Texto apresentado →

É do interesse de todos que o reforço dos laços políticos se faça rapidamente e se ponham entre parênteses interesses imediatos da conjuntura política, que acabam por não ter futuro, face a esse grande objectivo que deverá ser o de garantir que, no nosso espaço europeu, poder político e integração económica e monetária se harmonizem integralmente.
   
Mas esta harmonização, se é necessária para a Europa, é - o também para o mundo pois a necessária concertação política global a que há pouco fiz referência só será exequível se a Europa aparecer como um parceiro privilegiado, apoiado num espaço economicamente integrado mas também politicamente coerente.
   
Por todas estas razões estou convicto que é possível conceber uma globalização que traga à Humanidade mais progresso e mais justiça social entre países e dentro dos países.
   
Assim a Europa queira efectivamente afirmar-se em termos políticos como se afirma já hoje em termos económicos.
   
A nível interno entretanto, não podemos ter grandes dúvidas sobre o que importa fazer.
   
Qualquer que seja o evoluir da situação mundial e europeia, as grandes transformações que é necessário realizar na sociedade portuguesa estão claramente identificadas e a sua urgência é sentida por todos: a Administração Pública, a Justiça, a Segurança Social, a Saúde, a Educação acumularam atrasos de décadas que só recentemente têm começado a ser verdadeiramente atacados.
   
Todos reconhecemos também as deficiências que ainda persistem na ligação entre domínios essenciais ao nosso desenvolvimento, como o das ligações entre ensino e formação profissional ou entre ciência e mundo empresarial.
   
É necessário, em particular, aproximar ao cientistas das empresas, e as empresas dos cientistas, mostrando à actividade produtiva que o País dispõe já hoje de competência cientifica em muitos sectores e que esta pode ser posta ao serviço da competitividade e da inovação.
   
A evolução dos últimos anos vai no bom sentido e é certamente animadora. mas há ainda muito a fazer.
   
A urgência do que é necessário realizar nestes domínios impõe um grande consenso nacional que não basta que se fique pelas palavras mas que exige formas concretas de cooperação entre as forças políticas.
   
Não é este o único domínio, porém onde se exige uma ampla convergência de esforços.
   
Necessitamos também de um fio condutor geral sobre o que queremos ser dentro da Europa.
   
E nada mais oportuno que a preparação do Plano de Desenvolvimento e do próximo Quadro Comunitário de Apoio para que este conceito surja e seja assumido pelo País.
   
Tivemos até este ano um objectivo nacional claramente definido, que obteve um largo apoio da sociedade portuguesa, que foi a adesão à União Económica e Monetária.
   
Conseguimos alcançar esse objectivo com pleno êxito, provando, mais uma vez a nossa capacidade de realização quando nos empenhamos verdadeiramente num objectivo comum.

Linhas →
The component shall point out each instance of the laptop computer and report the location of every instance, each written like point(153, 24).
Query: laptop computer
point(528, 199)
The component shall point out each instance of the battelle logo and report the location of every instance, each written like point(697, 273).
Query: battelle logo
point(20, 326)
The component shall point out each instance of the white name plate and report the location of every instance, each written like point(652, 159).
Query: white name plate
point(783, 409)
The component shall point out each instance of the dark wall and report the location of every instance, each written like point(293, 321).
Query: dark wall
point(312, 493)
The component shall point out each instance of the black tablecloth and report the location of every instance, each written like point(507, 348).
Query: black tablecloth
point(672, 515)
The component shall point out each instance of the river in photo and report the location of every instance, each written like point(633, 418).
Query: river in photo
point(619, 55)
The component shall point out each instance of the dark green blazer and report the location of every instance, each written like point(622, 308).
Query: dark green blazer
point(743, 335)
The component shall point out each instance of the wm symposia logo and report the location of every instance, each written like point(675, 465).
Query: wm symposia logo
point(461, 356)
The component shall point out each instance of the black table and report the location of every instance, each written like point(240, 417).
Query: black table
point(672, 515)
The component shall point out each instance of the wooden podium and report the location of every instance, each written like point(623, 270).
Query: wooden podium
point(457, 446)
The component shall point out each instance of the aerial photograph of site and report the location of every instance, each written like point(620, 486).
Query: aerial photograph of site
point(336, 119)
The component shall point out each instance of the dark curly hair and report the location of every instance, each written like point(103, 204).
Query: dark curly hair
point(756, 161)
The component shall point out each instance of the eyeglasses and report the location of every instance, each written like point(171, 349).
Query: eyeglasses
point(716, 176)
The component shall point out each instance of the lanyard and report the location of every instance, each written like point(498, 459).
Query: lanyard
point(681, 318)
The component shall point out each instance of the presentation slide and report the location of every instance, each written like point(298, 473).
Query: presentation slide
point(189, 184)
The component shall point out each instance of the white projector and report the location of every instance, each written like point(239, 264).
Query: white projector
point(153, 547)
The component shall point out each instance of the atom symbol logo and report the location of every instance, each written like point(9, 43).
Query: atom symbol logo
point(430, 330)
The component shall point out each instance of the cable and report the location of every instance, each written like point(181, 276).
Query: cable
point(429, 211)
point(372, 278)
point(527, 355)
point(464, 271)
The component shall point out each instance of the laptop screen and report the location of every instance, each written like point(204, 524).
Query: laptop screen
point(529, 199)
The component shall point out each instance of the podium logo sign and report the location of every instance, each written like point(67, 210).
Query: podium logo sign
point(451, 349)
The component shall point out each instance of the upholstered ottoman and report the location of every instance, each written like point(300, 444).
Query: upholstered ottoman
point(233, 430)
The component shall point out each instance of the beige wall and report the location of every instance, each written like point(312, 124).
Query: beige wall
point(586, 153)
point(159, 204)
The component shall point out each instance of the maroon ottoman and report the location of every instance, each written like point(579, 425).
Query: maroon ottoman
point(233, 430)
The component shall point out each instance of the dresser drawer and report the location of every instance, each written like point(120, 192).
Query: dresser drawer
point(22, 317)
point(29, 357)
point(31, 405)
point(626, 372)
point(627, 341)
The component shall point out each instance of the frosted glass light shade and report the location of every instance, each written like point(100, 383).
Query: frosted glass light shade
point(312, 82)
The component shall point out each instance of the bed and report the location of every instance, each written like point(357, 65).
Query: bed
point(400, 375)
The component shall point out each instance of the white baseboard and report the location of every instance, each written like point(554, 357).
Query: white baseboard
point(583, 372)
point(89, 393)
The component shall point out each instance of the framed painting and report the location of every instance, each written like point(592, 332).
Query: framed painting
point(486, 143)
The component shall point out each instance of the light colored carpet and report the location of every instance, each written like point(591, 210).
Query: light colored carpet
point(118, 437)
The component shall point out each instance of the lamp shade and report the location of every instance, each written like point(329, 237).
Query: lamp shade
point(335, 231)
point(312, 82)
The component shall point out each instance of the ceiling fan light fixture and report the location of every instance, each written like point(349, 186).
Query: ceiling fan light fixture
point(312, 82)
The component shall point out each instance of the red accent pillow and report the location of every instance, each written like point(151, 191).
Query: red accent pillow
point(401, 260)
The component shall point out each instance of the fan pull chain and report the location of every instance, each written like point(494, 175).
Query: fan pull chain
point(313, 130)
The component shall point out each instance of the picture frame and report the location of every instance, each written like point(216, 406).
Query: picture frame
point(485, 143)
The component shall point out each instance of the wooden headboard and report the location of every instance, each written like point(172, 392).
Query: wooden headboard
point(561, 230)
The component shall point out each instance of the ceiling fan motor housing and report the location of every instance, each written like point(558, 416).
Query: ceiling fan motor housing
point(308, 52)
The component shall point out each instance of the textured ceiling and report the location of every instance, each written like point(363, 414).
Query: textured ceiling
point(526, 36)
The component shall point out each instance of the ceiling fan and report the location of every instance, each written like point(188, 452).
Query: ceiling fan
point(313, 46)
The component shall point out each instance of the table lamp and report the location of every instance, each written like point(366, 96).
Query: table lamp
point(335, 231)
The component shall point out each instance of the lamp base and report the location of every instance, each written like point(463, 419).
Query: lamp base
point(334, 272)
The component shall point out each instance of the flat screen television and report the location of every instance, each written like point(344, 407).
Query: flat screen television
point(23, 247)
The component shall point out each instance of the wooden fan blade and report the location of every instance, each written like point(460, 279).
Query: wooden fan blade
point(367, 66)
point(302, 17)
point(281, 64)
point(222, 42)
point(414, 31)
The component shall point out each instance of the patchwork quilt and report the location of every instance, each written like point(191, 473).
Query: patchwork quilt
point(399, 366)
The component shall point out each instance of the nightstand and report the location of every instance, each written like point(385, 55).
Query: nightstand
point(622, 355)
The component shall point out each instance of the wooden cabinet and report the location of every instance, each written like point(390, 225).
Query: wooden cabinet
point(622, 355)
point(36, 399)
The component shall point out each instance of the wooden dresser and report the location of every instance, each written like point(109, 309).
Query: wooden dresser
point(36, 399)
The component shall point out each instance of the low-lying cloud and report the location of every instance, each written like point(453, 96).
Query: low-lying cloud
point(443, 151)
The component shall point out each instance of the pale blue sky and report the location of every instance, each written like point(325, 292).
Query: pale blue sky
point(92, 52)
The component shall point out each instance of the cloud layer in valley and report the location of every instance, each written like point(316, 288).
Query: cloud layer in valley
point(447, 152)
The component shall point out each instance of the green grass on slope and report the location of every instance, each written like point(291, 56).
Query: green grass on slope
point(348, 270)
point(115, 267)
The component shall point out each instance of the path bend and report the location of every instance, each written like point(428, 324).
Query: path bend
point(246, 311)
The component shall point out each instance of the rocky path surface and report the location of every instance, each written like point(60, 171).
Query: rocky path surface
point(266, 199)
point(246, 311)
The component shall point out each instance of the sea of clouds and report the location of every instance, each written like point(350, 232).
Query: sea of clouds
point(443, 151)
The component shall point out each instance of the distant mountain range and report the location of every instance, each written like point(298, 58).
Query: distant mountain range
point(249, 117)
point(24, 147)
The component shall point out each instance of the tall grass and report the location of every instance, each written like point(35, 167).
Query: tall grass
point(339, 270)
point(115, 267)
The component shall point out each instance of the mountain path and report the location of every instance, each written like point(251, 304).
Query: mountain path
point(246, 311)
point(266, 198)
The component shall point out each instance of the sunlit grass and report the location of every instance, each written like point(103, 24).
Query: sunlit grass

Como fazer →
Atualize o trecho do texto sobre a Europa e Portugal desde "Por todas estas" até "dentro dos países.", trocando "globalização" por "mundialização".

Resultado →
Por todas estas razões estou convicto que é possível conceber uma mundialização que traga à Humanidade mais progresso e mais justiça social entre países e dentro dos países.